Activity:
Extend the personal account of a fourth breast cancer diagnosis, picking up after its final sentence.

─── Reading text

Breast Cancer, Again

In September of 2011 I had my third breast cancer removed. In November of 2014 I learned I have a fourth breast cancer. As with each of the others, this one is different in character from the previous breast cancers I’ve had. That means it’s another “primary” breast cancer and not a “recurrence” or a “metastasis”. For reasons I don’t understand, my body makes different kinds of breast cancers. Over the years, I’ve come to learn about each one … not as well as a medical student, but enough to be reasonably educated about my treatment options and decisions.

My initial response to this news (which I got late yesterday afternoon) could be characterized as “numb”, or maybe I’m just used to it by now. I’m not frightened by it. I’m not worried or concerned about it. Based on what my breast cancer surgeon (Rebecca) told me, the tumor size is less than 1 cm (Stage 1), and it’s not aggressive. As breast cancer tumors go, it’s not much to worry about. 

But here’s the thing: this breast has now had three breast cancers and with the upcoming one, it will have had three surgeries (lumpectomies) to remove the tumors. It’s also been through radiation (first breast cancer). I’m living proof that radiation doesn’t prevent further breast cancer and skin that’s been irradiated doesn’t heal as well as normal (un-radiated) skin, so my post-surgical recovery is less than predictable. I’m hoping for the best, of course. I always do.

The above is so matter-of-fact I’d have skipped it. But in case you happen to be reading this at a time when you’re trying to decide whether to go through breast radiation, I decided to give it a mention. My best advice: learn all you can about it and (most importantly) listen to your body. My experience with radiation didn’t work out all that well for me but that doesn’t mean it won’t work for you. Do your own homework, then give a healthy dose of credence to your gut instinct.

My homework now is to try to figure out what to do about my body’s inclination to make breast cancers. Since my last “bout” in 2011 I’ve been on supplements designed to keep breast cancer away. So this news will be upsetting to my naturopathic doctor who has been my guide on supplements and inspiration for alternative treatments. I can’t say I’ve been the idyllic patient (I drink too much wine) but I haven’t been entirely irresponsible either. In truth, it doesn’t matter: the approach didn’t work. So now what? I’m sure my Naturopathic Doctor will be wondering the same thing. It’s a set-back, but I already know there’s no sure cure. How can I blame anyone for doing their best to help and it didn’t work? I can’t.

──────
─── Excerpted data

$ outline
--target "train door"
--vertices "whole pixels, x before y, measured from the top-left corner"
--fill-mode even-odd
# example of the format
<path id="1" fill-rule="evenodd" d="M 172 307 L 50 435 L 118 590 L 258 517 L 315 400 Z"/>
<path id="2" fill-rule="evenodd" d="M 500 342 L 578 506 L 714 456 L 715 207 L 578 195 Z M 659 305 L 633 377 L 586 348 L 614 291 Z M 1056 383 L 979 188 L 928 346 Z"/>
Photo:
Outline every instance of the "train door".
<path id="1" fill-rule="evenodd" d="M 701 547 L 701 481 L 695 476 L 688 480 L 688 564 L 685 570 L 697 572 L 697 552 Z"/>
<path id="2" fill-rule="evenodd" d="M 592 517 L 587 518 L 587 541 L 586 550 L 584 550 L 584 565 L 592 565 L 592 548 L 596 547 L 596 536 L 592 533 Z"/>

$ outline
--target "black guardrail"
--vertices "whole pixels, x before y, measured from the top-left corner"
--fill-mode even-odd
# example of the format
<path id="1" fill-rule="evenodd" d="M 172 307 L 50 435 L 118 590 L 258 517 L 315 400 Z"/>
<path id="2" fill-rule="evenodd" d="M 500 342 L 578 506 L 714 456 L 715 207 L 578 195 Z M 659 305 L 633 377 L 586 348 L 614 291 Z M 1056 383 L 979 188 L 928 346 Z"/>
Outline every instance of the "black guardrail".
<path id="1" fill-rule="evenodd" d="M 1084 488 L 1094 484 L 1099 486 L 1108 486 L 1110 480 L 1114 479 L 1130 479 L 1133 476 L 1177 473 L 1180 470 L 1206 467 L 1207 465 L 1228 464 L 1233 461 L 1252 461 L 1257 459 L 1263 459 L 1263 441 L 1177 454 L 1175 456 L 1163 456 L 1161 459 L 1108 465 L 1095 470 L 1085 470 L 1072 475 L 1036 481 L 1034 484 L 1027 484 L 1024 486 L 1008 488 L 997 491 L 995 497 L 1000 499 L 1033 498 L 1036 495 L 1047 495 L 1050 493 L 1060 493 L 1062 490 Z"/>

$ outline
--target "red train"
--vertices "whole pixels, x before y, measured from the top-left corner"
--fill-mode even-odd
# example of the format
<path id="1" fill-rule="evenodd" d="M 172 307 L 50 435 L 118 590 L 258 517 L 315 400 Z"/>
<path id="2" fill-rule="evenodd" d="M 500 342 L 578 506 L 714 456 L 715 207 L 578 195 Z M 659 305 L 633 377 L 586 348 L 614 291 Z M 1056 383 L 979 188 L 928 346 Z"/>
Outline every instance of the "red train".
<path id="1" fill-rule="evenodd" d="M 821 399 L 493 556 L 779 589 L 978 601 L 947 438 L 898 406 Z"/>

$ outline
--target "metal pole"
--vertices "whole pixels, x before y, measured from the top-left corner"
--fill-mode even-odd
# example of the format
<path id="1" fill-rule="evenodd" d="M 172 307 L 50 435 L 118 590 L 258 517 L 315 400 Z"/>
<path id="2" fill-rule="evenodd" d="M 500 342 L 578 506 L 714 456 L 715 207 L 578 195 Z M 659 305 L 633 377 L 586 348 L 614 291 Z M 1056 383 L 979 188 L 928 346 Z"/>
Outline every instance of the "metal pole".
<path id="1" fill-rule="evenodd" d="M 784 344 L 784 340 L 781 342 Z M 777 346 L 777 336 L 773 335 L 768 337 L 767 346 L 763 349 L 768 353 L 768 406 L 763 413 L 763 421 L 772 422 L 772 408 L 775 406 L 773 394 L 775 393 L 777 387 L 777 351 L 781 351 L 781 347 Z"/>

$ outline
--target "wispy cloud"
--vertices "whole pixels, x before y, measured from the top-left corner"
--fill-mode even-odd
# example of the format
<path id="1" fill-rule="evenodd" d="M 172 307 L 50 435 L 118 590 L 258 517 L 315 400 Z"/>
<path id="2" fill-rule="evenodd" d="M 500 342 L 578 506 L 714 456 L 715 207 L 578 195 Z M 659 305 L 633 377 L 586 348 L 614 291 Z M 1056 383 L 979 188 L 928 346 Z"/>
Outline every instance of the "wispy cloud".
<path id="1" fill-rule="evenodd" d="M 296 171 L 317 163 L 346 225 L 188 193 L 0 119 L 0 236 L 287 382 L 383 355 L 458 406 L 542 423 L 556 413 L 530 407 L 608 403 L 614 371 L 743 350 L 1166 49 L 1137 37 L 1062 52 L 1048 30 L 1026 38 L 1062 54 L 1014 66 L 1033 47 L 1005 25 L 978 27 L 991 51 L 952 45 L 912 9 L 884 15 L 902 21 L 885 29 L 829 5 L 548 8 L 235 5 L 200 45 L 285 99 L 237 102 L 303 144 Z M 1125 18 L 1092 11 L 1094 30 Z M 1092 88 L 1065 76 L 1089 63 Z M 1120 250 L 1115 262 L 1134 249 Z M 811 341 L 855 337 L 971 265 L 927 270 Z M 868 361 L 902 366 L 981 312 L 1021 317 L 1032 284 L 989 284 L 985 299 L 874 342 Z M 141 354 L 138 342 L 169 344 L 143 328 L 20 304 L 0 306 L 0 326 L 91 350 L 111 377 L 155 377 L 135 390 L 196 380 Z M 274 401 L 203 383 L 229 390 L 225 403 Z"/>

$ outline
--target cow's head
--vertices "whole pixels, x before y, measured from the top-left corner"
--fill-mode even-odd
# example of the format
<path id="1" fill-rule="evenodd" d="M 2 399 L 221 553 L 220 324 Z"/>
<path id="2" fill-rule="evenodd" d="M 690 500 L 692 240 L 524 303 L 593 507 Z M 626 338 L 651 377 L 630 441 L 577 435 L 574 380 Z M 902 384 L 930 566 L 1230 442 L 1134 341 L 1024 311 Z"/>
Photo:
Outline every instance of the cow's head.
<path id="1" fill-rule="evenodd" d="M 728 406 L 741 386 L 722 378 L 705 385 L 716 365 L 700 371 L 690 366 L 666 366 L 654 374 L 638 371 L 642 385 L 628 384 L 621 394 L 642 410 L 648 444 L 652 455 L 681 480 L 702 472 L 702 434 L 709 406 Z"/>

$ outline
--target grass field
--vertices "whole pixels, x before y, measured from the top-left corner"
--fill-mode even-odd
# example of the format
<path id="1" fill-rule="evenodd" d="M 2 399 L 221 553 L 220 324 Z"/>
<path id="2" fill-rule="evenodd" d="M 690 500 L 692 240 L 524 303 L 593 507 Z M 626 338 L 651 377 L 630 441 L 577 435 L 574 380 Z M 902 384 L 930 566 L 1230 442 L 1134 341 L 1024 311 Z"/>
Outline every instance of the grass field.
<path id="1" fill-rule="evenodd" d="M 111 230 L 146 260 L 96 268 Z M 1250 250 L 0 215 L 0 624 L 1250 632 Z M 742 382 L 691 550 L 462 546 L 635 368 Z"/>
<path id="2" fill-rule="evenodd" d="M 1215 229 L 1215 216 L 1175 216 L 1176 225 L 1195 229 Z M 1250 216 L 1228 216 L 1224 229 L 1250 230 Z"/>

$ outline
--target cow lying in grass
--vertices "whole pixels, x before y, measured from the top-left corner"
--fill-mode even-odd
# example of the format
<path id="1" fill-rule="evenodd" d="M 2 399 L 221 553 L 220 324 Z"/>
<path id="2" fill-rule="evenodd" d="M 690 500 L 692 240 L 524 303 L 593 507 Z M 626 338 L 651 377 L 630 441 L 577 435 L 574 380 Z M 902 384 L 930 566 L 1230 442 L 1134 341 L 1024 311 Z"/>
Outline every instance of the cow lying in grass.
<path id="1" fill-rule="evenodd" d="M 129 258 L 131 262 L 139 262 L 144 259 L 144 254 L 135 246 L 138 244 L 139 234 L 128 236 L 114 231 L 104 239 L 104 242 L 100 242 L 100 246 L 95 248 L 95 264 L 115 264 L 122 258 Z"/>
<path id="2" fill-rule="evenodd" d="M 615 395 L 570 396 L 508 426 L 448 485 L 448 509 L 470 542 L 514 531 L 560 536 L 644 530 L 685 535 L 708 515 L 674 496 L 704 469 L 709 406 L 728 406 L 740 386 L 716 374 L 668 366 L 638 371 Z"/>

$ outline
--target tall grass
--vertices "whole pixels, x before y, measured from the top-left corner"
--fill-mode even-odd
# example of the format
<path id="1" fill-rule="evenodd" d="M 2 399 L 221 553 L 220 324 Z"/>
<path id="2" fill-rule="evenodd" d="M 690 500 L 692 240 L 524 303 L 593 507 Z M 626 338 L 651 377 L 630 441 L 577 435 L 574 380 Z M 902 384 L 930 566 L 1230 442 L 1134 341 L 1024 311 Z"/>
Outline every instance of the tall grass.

──────

Exercise response:
Other than the decision to go through radiation in 2001 (a decision I regret) I’ve refused all other “standard care” other than lumpectomies. That means I’ve turned down chemotherapy, Tamoxifen, Arimidex, and the like. Why? The side-effects can seriously impact quality of life even after you stop taking the drugs. I know this because I’ve searched the web and found too many women posting their stories about the experiences they’ve had with these drugs, including lingering and painful side effects for years after they’ve stopped taking them. Without consulting their doctor, many have taken themselves off the drugs. All too often I’ve read: “A life like this isn’t worth living”.

A rational reader would understandably wonder why I’d assume I’d have these negative side-effects since not all patients do. I have only one answer for that: when it comes to my health, if something rare can happen it’s going to happen to me. If you were to put me on a bell curve with other breast cancer patients, I am at the far edges of the curve: no where near the middle. Thus, even a small chance of life-long joint pain, or debilitating fatigue, isn’t worth the risk to me.

So here I go again. I’ll research what I can and listen to my body. One problem right off the bat: the medical community doesn’t follow women who refuse post-surgical care. Standard western medicine doesn’t know how many breast cancer patients have survived or died as a result of refusing chemotherapy, radiation, drugs, and/or surgery. They have little information about, or interest in, what patients are doing for themselves. That means they don’t have all the relevant information when they present findings of their clinical trials. Since they don’t track, or include, information about those of us who don’t buy their wares, their information is incomplete. More accurately: their science is incomplete.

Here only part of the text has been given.